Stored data
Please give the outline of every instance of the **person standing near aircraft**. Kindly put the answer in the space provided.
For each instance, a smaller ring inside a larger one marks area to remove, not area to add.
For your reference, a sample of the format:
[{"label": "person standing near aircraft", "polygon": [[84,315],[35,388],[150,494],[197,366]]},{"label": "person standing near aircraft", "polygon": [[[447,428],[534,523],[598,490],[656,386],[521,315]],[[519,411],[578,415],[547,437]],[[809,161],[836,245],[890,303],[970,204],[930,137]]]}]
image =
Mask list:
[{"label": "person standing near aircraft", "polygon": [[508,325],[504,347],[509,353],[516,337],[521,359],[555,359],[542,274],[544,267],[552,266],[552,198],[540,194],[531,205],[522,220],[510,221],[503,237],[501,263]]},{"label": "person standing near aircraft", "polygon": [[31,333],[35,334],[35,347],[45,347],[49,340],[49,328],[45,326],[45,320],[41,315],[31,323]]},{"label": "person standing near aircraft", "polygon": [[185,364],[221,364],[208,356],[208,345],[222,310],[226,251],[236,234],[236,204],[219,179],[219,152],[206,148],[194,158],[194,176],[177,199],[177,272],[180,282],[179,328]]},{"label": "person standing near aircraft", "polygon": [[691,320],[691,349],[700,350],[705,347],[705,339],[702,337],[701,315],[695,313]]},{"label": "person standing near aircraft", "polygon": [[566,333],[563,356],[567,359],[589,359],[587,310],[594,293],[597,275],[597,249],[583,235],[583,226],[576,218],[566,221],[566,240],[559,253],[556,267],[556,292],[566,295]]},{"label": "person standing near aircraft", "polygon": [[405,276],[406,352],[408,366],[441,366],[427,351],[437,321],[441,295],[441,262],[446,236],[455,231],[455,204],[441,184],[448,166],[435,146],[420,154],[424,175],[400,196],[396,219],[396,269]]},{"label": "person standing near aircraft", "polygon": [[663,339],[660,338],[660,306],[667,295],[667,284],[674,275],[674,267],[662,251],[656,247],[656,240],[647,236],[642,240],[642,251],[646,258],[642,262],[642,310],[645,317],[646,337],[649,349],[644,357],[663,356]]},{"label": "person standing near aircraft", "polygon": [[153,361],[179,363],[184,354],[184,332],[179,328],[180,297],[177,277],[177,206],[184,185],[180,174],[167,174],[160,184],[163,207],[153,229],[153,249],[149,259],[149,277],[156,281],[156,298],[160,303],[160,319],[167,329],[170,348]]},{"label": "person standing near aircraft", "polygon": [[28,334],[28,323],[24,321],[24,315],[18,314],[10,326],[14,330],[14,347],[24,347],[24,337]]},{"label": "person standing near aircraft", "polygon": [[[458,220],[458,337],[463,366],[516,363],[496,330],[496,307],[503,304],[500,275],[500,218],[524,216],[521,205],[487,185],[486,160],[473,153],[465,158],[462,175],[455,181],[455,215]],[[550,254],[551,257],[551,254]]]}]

Objective
Copy out the rows above line for line, with no changes.

Answer to the problem
Please give the outline of every instance of the **person standing near aircraft**. Kindly put the answer in the space provided.
For each instance, a smaller ring inside a larger one marks area to remove, not area to add.
For your reference, a sample of the format:
[{"label": "person standing near aircraft", "polygon": [[84,315],[35,388],[150,494],[197,366]]},{"label": "person standing near aircraft", "polygon": [[[447,428],[534,523],[598,490],[656,386],[521,315]],[[519,411],[578,415],[547,437]],[[809,161],[836,245],[890,303],[970,204],[930,137]]]}]
image =
Mask list:
[{"label": "person standing near aircraft", "polygon": [[508,325],[504,347],[509,353],[516,337],[521,359],[555,359],[542,274],[544,267],[552,266],[552,198],[540,194],[531,205],[522,220],[510,221],[503,237],[501,263]]},{"label": "person standing near aircraft", "polygon": [[31,333],[35,334],[35,347],[45,347],[49,340],[49,328],[45,326],[45,320],[41,315],[31,323]]},{"label": "person standing near aircraft", "polygon": [[185,364],[221,364],[208,356],[208,345],[222,310],[226,251],[236,234],[236,204],[219,179],[219,152],[206,148],[194,158],[194,176],[177,199],[177,272],[180,282],[179,328]]},{"label": "person standing near aircraft", "polygon": [[691,320],[691,349],[700,350],[705,347],[705,339],[702,337],[701,315],[695,313]]},{"label": "person standing near aircraft", "polygon": [[566,333],[563,356],[567,359],[589,359],[587,310],[594,293],[597,275],[597,249],[583,235],[583,226],[576,218],[566,221],[566,240],[559,253],[556,267],[556,292],[566,295]]},{"label": "person standing near aircraft", "polygon": [[405,276],[406,352],[408,366],[441,366],[427,351],[437,321],[441,295],[441,262],[446,236],[455,231],[455,204],[441,184],[448,166],[435,146],[420,154],[424,175],[400,196],[396,219],[396,269]]},{"label": "person standing near aircraft", "polygon": [[663,339],[660,338],[660,306],[667,295],[667,284],[674,275],[674,267],[662,251],[656,247],[656,240],[647,236],[642,240],[642,251],[646,258],[642,262],[642,310],[645,317],[646,337],[649,349],[644,357],[663,356]]},{"label": "person standing near aircraft", "polygon": [[153,361],[179,363],[184,354],[184,332],[179,328],[180,297],[177,277],[177,206],[184,185],[180,174],[167,174],[160,184],[163,207],[153,229],[153,249],[149,259],[149,277],[156,281],[156,298],[160,303],[160,319],[167,329],[170,348]]},{"label": "person standing near aircraft", "polygon": [[28,334],[28,323],[24,321],[24,315],[18,314],[10,326],[14,330],[14,347],[24,347],[24,337]]},{"label": "person standing near aircraft", "polygon": [[[458,220],[458,337],[463,366],[516,363],[496,330],[496,307],[503,304],[500,275],[500,218],[524,216],[521,205],[487,185],[486,160],[473,153],[465,158],[462,175],[455,181],[455,215]],[[550,254],[551,257],[551,254]]]}]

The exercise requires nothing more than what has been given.